Start Provided information

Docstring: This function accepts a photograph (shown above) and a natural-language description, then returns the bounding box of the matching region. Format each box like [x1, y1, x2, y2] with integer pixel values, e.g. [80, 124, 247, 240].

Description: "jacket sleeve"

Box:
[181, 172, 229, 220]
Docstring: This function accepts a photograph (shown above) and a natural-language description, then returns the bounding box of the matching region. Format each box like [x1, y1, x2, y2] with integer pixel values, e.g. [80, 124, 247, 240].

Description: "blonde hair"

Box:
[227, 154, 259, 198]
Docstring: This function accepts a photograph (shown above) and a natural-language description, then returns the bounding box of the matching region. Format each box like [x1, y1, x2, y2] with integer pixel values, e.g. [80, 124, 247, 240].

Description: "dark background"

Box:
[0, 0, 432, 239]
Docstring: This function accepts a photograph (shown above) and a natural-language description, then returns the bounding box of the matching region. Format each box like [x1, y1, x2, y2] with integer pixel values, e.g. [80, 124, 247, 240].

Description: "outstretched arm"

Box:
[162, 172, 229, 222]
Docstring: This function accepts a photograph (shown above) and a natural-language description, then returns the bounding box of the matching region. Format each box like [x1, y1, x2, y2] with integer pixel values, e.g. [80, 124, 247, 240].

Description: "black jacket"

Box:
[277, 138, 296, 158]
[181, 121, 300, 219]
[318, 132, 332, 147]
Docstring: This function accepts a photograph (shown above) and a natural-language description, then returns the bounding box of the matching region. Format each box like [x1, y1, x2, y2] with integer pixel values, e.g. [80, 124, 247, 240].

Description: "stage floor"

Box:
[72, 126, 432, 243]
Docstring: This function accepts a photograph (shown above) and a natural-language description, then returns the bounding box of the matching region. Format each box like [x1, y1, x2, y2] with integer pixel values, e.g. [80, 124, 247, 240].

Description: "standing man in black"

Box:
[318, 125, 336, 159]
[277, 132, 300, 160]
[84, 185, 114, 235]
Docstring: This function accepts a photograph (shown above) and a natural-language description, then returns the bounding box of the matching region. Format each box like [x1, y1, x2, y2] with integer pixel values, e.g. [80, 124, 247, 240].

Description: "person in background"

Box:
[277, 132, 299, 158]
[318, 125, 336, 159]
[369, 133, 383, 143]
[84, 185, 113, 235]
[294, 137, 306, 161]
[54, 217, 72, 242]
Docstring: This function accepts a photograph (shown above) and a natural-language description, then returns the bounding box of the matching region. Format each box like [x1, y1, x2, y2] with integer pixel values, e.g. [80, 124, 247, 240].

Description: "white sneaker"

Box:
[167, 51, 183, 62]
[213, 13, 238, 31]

End Provided information
Start Provided information

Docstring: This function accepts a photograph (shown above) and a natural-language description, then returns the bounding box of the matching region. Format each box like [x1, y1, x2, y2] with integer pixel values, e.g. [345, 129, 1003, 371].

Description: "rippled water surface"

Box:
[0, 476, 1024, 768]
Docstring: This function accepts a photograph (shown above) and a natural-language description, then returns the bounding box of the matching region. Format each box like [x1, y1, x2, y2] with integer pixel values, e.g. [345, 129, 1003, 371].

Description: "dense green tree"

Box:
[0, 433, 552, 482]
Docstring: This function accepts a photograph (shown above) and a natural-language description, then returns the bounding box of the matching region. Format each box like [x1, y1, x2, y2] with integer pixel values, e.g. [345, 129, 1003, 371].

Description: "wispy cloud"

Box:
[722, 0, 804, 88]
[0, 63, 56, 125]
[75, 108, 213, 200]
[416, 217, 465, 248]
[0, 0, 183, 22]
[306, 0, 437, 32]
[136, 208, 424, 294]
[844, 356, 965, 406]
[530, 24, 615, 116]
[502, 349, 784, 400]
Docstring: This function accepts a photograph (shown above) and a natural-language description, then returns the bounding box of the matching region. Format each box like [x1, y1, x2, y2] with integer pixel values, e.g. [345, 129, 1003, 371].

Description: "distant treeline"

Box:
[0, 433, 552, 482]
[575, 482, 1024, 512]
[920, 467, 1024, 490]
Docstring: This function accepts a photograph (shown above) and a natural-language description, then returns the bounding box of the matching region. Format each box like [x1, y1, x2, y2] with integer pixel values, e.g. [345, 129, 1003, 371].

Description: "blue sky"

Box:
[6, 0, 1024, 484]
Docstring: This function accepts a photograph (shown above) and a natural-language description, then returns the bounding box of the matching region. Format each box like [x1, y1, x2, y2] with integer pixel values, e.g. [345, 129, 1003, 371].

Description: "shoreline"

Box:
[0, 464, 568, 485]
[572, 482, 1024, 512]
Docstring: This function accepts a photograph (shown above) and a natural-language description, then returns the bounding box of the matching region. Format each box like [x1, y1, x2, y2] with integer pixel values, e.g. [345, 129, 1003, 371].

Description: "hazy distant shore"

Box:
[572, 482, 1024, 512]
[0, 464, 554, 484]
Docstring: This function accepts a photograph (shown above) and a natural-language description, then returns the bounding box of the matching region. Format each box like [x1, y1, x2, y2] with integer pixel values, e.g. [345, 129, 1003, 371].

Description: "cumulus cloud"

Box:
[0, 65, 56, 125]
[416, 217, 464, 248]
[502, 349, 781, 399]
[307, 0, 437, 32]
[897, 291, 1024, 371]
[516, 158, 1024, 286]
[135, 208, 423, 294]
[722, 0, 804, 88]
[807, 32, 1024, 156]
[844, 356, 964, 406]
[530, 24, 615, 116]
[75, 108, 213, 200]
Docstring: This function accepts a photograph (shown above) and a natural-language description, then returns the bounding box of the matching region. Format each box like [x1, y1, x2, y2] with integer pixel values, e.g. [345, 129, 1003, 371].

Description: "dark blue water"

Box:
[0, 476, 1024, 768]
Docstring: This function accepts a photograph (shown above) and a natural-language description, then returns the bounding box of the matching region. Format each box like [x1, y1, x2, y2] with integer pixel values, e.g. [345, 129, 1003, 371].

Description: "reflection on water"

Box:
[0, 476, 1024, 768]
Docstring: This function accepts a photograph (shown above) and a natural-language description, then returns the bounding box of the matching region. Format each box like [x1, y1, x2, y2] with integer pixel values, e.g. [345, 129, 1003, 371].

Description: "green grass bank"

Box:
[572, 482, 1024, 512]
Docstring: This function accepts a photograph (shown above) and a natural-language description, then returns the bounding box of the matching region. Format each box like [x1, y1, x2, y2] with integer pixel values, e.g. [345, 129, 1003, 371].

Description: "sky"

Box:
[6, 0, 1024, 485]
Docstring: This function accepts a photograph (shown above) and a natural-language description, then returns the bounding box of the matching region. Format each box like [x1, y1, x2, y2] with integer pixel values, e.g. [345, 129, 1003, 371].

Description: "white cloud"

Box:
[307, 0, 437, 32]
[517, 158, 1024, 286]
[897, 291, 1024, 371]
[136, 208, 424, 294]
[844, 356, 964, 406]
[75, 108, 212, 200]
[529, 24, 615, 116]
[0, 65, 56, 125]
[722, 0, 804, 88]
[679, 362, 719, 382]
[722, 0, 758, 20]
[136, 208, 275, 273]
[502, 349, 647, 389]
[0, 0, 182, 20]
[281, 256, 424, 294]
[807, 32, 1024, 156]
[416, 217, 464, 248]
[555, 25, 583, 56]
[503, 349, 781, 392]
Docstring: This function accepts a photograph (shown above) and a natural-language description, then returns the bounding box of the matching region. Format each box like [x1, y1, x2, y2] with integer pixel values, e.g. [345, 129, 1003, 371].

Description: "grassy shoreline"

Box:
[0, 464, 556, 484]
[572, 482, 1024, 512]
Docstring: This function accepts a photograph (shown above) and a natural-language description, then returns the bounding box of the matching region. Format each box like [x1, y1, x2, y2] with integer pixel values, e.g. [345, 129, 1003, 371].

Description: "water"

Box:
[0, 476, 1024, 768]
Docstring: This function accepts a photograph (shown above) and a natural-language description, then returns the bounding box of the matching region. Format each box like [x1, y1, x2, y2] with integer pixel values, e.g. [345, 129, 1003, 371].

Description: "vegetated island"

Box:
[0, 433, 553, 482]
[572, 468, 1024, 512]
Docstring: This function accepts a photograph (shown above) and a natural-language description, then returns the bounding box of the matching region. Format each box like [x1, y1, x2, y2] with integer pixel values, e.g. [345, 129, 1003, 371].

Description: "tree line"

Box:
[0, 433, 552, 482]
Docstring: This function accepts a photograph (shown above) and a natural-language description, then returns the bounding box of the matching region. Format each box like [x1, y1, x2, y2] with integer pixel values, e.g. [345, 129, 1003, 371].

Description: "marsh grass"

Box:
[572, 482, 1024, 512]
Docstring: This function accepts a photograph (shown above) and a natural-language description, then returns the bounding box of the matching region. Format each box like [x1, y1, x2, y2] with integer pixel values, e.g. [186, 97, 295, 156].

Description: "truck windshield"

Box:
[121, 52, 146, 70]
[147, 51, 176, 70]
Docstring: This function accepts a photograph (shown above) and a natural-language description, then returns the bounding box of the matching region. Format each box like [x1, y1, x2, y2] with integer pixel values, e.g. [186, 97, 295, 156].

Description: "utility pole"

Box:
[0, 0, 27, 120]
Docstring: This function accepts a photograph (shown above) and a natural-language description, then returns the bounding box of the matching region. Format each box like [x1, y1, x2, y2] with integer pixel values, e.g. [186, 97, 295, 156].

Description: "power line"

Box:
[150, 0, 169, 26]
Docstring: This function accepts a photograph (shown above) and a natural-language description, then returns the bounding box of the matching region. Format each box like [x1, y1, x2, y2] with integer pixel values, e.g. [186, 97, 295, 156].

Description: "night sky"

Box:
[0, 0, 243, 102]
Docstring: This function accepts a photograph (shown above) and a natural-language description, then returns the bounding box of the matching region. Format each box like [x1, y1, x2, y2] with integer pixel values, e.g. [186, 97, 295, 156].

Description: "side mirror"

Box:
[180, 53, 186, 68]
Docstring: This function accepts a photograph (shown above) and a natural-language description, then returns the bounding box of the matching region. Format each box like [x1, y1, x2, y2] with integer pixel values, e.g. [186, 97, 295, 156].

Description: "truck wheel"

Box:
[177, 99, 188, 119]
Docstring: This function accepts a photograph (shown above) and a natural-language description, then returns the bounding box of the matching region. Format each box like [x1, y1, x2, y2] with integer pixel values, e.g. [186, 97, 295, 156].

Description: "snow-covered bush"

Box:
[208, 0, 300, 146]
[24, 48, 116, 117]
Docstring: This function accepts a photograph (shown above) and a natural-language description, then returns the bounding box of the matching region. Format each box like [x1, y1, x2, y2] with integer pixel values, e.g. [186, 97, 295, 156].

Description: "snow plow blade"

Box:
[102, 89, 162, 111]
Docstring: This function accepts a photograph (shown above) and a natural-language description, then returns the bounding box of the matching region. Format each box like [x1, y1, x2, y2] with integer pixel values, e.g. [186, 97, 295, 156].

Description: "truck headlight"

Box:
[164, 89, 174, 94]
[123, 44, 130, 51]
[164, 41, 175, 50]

End Provided information
Start Provided information

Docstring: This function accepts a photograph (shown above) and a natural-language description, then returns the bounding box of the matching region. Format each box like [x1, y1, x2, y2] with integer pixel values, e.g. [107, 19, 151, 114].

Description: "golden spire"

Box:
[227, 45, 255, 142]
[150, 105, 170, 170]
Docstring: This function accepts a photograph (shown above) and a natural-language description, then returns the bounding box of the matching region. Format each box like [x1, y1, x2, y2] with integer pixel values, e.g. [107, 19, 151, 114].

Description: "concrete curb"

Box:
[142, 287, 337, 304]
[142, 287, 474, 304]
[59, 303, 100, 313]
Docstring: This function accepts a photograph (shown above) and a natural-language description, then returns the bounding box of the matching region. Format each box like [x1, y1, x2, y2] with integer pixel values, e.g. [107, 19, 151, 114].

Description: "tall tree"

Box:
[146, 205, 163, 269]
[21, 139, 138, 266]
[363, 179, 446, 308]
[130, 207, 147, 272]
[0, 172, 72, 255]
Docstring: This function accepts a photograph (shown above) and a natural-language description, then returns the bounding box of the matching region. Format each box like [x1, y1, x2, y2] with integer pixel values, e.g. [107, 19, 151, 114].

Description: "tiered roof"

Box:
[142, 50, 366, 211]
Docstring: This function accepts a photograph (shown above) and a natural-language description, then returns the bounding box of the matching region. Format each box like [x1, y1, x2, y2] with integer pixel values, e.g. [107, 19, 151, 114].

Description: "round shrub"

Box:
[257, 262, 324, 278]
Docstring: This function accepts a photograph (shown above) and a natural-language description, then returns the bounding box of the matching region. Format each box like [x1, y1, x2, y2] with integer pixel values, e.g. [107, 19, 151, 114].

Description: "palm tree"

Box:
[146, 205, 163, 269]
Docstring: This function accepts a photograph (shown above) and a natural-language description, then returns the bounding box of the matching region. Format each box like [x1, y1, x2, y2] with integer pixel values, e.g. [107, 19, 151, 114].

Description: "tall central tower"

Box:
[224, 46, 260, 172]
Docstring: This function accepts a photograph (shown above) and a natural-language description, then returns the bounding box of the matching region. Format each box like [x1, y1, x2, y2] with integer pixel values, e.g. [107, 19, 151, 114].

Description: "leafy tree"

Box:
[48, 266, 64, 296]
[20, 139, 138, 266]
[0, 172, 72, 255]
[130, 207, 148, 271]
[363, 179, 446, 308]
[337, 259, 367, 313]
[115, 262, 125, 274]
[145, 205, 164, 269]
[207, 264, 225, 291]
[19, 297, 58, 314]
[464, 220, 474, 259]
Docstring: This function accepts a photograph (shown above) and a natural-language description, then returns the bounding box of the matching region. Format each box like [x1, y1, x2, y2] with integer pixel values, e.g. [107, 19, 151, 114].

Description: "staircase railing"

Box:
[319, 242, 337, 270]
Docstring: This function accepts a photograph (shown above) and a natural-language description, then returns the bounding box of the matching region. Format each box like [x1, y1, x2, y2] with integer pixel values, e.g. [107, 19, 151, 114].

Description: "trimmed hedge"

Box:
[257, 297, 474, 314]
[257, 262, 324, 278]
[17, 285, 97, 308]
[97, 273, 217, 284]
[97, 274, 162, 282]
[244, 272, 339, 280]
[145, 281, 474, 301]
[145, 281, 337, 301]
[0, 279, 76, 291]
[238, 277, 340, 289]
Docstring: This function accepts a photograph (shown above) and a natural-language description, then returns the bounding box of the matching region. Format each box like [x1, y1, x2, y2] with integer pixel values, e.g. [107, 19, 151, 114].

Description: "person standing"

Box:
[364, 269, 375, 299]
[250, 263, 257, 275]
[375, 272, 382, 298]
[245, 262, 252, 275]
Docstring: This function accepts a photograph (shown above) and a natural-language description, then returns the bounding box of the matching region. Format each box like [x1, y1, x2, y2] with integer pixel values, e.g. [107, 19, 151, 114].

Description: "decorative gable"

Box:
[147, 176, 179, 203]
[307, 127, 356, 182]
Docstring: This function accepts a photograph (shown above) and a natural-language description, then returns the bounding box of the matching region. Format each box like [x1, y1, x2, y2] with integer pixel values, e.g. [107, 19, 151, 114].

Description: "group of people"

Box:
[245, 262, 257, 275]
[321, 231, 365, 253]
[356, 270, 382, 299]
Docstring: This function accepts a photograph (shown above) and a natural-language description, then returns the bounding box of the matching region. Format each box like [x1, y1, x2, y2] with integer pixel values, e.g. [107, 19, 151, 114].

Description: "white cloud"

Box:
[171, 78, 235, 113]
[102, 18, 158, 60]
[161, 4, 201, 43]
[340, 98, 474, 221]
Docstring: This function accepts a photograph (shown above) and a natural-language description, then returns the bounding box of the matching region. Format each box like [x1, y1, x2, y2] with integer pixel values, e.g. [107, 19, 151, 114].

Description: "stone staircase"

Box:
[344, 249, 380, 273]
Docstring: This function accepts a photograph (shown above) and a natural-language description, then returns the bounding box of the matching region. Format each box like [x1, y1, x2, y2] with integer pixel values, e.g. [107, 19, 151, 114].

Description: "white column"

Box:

End Provided information

- **Required task**
Count the lines in the records above that contain the string "blue", treating uppercase and lowercase as different. Give only the number.

- **Worked solution**
2